(ACTIVITY):
The records that follow are to be transcribed exactly.

(Beginning of AVAILABLE DATA)

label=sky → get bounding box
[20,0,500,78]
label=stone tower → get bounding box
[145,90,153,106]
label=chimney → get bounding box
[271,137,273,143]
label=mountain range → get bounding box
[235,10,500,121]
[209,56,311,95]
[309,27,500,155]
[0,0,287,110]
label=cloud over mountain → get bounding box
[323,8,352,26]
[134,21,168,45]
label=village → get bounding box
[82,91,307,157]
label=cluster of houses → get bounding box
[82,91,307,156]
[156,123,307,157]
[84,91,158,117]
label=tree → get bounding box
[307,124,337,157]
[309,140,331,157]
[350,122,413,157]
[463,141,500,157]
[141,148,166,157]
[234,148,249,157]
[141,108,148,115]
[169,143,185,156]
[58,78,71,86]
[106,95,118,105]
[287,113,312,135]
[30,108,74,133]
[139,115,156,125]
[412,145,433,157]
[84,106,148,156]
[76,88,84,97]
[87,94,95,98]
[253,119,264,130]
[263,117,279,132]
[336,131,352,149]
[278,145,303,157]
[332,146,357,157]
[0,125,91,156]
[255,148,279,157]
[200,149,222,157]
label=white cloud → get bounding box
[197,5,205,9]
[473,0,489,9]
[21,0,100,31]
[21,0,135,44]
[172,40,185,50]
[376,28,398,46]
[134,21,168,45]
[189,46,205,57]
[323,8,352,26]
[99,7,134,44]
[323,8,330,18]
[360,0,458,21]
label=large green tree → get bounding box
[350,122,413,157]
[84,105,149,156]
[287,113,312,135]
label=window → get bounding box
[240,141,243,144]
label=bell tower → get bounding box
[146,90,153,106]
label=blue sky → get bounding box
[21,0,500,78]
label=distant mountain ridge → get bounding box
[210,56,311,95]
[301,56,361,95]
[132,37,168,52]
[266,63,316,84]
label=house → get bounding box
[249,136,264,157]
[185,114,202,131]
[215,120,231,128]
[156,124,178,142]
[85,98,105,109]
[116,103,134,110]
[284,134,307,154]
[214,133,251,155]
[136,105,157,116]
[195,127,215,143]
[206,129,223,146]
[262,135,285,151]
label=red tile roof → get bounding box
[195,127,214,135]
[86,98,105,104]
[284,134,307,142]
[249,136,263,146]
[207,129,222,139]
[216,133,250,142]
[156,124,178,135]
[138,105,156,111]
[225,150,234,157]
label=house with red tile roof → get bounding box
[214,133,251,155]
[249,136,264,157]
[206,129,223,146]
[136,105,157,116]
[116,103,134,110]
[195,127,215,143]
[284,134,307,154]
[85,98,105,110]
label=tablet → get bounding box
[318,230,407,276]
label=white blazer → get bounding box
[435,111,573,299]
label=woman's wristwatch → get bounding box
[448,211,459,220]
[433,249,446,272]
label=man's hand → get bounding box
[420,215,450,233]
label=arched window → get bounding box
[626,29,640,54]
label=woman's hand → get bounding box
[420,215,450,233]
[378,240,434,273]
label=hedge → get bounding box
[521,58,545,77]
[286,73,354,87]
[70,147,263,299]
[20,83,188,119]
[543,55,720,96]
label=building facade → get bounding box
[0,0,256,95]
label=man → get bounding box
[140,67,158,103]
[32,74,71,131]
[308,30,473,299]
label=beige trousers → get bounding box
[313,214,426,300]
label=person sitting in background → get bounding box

(End of AVAILABLE DATA)

(RESPONSE TO THIS EXERCISE):
label=sky → get bounding box
[20,0,500,78]
label=stone tower → get bounding box
[145,90,153,106]
label=chimney → get bounding box
[271,137,273,143]
label=mountain range → get bounding box
[235,10,500,121]
[209,56,311,95]
[309,27,500,155]
[0,0,287,110]
label=cloud over mountain → get bounding box
[323,8,352,26]
[134,21,168,45]
label=village → get bounding box
[82,91,307,157]
label=cluster of houses → get bounding box
[82,91,307,156]
[156,123,307,157]
[84,91,158,117]
label=tree → get bounding box
[307,124,337,157]
[309,140,331,157]
[350,122,413,157]
[463,141,500,157]
[141,148,166,157]
[234,148,249,157]
[141,108,148,115]
[169,143,185,156]
[58,78,71,86]
[106,95,118,105]
[287,113,312,135]
[30,108,74,133]
[139,115,156,125]
[412,145,433,157]
[84,106,148,156]
[76,88,84,97]
[87,94,95,98]
[253,119,264,130]
[263,117,279,132]
[336,131,352,149]
[278,145,303,157]
[332,146,357,157]
[0,125,91,156]
[255,148,279,157]
[200,149,222,157]
label=white cloud → get bounding box
[197,5,205,9]
[473,0,489,9]
[21,0,100,31]
[21,0,135,44]
[172,40,185,50]
[376,28,398,46]
[134,21,168,45]
[189,46,205,57]
[323,8,352,26]
[99,7,134,44]
[323,8,330,18]
[360,0,458,21]
label=large green tree → get bounding box
[350,122,413,157]
[84,105,149,156]
[287,113,312,135]
label=window → get bounding box
[240,141,243,144]
label=bell tower → get bounding box
[146,90,153,106]
label=blue sky → get bounding box
[21,0,500,78]
label=distant mountain ridge → get bounding box
[210,56,311,95]
[301,56,361,95]
[132,37,168,52]
[266,63,316,84]
label=house → get bounding box
[249,136,264,157]
[185,114,202,131]
[215,120,231,128]
[156,124,178,142]
[85,98,105,109]
[116,103,134,110]
[284,134,307,154]
[214,133,251,155]
[136,105,157,116]
[195,127,215,143]
[206,129,223,146]
[262,135,285,151]
label=red tile roof → get bounding box
[195,127,214,135]
[86,98,105,104]
[284,134,307,142]
[249,136,263,146]
[207,129,222,139]
[216,133,250,142]
[156,124,178,135]
[138,105,156,111]
[225,150,234,157]
label=house with red tile roof → get bounding box
[214,133,251,155]
[249,136,264,157]
[206,129,223,146]
[136,105,157,116]
[116,103,134,110]
[195,127,215,143]
[284,134,307,154]
[85,98,105,110]
label=tablet → get bounding box
[318,230,407,276]
label=white blazer → get bounding box
[435,111,573,299]
label=woman's wristwatch → get bounding box
[448,211,459,220]
[433,249,446,272]
label=man's hand → get bounding box
[420,215,450,233]
label=arched window → get bounding box
[626,29,640,54]
label=woman's hand → get bounding box
[420,215,450,233]
[378,240,434,273]
label=hedge → get bounding box
[521,58,545,77]
[286,73,354,87]
[70,147,263,299]
[20,83,188,119]
[543,55,720,96]
label=building facade → get bounding box
[0,0,256,95]
label=man → get bounding box
[140,67,158,103]
[32,74,71,131]
[308,30,473,299]
label=beige trousers → get bounding box
[313,214,426,300]
label=person sitting in background → get bounding box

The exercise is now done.